* Stored data entries *
+===+
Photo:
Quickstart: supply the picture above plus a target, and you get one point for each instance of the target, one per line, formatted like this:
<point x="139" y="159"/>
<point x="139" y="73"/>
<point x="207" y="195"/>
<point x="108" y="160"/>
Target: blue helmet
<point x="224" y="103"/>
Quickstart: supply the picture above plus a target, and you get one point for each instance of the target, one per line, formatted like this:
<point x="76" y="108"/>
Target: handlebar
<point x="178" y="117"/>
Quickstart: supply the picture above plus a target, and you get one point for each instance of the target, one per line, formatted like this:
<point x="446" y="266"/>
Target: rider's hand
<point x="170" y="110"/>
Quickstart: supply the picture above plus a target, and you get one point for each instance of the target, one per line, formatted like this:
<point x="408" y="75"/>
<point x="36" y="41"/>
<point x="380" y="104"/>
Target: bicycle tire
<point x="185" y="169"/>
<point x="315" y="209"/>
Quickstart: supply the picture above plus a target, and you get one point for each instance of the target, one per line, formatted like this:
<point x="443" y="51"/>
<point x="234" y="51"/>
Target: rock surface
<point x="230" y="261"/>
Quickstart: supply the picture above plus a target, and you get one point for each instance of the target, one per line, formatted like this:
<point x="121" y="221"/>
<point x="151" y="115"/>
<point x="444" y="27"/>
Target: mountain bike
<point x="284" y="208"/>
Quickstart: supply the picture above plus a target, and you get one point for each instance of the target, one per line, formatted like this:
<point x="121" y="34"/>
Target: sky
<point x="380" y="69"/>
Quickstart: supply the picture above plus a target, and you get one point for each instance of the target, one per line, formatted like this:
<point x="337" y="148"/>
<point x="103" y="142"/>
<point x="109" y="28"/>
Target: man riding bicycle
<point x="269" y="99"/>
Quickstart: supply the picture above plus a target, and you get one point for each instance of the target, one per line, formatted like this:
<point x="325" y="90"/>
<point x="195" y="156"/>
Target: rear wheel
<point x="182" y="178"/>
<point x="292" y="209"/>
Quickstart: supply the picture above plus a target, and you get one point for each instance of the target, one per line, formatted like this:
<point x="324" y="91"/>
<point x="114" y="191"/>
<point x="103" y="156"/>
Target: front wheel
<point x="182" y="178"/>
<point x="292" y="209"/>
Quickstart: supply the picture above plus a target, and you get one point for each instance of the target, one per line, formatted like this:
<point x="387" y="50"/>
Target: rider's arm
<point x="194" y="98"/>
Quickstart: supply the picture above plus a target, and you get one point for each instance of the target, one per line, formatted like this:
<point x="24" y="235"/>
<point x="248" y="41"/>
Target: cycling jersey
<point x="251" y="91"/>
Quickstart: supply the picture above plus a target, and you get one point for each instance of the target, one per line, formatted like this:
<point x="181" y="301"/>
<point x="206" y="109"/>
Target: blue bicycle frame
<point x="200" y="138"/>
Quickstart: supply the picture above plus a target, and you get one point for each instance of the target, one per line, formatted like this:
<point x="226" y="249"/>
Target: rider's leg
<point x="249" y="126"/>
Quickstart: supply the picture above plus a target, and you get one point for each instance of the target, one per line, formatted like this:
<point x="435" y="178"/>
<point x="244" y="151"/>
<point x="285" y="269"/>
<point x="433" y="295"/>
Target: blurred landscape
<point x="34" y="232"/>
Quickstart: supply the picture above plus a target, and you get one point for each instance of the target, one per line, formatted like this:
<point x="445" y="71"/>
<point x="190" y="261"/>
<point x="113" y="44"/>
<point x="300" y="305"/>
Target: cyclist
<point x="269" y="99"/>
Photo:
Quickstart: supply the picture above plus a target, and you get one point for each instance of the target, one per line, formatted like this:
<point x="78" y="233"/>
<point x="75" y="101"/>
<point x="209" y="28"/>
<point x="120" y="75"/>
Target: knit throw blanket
+===+
* THE PROBLEM *
Every record must appear in the answer exactly as written.

* RESPONSE *
Photo:
Quickstart: supply the picture above plus a target, and you get one point for each instance of the target, one per line, formatted like this:
<point x="139" y="159"/>
<point x="139" y="73"/>
<point x="207" y="195"/>
<point x="108" y="160"/>
Target: blue helmet
<point x="224" y="103"/>
Quickstart: supply the picture above plus a target, and you get one point for each instance of the target, one per line, formatted like this:
<point x="76" y="108"/>
Target: handlebar
<point x="178" y="117"/>
Quickstart: supply the picture above plus a target, and you get one point for each instance of the target, one per line, formatted like this:
<point x="446" y="266"/>
Target: rider's hand
<point x="170" y="110"/>
Quickstart: supply the picture above plus a target, and you get one point for each instance of the target, one per line, formatted like this:
<point x="408" y="75"/>
<point x="36" y="41"/>
<point x="380" y="104"/>
Target: bicycle tire
<point x="185" y="169"/>
<point x="315" y="209"/>
Quickstart: supply the picture above plus a target, and you get one point for each instance of the target, one per line, formatted like this:
<point x="443" y="51"/>
<point x="234" y="51"/>
Target: rock surface
<point x="230" y="261"/>
Quickstart: supply the picture above plus a target, and you get one point for each instance of the target, one per line, formatted like this:
<point x="121" y="221"/>
<point x="151" y="115"/>
<point x="444" y="27"/>
Target: mountain bike
<point x="284" y="208"/>
Quickstart: supply the picture above plus a target, and you get one point for each instance of the target, one per line, formatted like this:
<point x="121" y="34"/>
Target: sky
<point x="380" y="69"/>
Quickstart: supply the picture above plus a target, and you get one point for each instance of the target, one per line, formatted like this:
<point x="337" y="148"/>
<point x="103" y="142"/>
<point x="109" y="28"/>
Target: man riding bicycle
<point x="269" y="99"/>
Quickstart: supply the picture above plus a target, and you get one point for each instance of the target, one per line, formatted like this:
<point x="325" y="90"/>
<point x="195" y="156"/>
Target: rear wheel
<point x="182" y="178"/>
<point x="292" y="209"/>
Quickstart: supply the picture above plus a target, and you get one point for each instance of the target, one per line, formatted like this:
<point x="324" y="91"/>
<point x="114" y="191"/>
<point x="103" y="156"/>
Target: front wheel
<point x="182" y="178"/>
<point x="292" y="209"/>
Quickstart: supply the picture above plus a target, and you get one point for each instance of the target, one per line, formatted like this:
<point x="387" y="50"/>
Target: rider's arm
<point x="194" y="98"/>
Quickstart: supply the picture above plus a target, and you get one point for each instance of the target, one per line, formatted like this:
<point x="24" y="235"/>
<point x="248" y="41"/>
Target: cycling jersey
<point x="251" y="91"/>
Quickstart: supply the picture above plus a target, and you get one point for each instance of the target, one per line, formatted like this:
<point x="181" y="301"/>
<point x="206" y="109"/>
Target: blue bicycle frame
<point x="200" y="138"/>
Quickstart: supply the picture above plus a target, and you get one point for each instance of the target, one per line, formatted like this:
<point x="226" y="249"/>
Target: rider's leg
<point x="249" y="126"/>
Quickstart: supply the picture above plus a target, and you get one point for each instance of the target, one per line, formatted like this:
<point x="435" y="178"/>
<point x="244" y="151"/>
<point x="285" y="269"/>
<point x="433" y="295"/>
Target: blurred landscape
<point x="34" y="232"/>
Quickstart: supply the picture above plus a target, and you get one point for each instance of the target, one per line, formatted like this:
<point x="445" y="71"/>
<point x="190" y="261"/>
<point x="113" y="44"/>
<point x="300" y="305"/>
Target: cyclist
<point x="269" y="99"/>
Photo:
Quickstart: supply the picture above plus a target, and you get one point for each instance of the target, one per line, formatted like this:
<point x="78" y="233"/>
<point x="75" y="101"/>
<point x="209" y="28"/>
<point x="120" y="75"/>
Target: knit throw blanket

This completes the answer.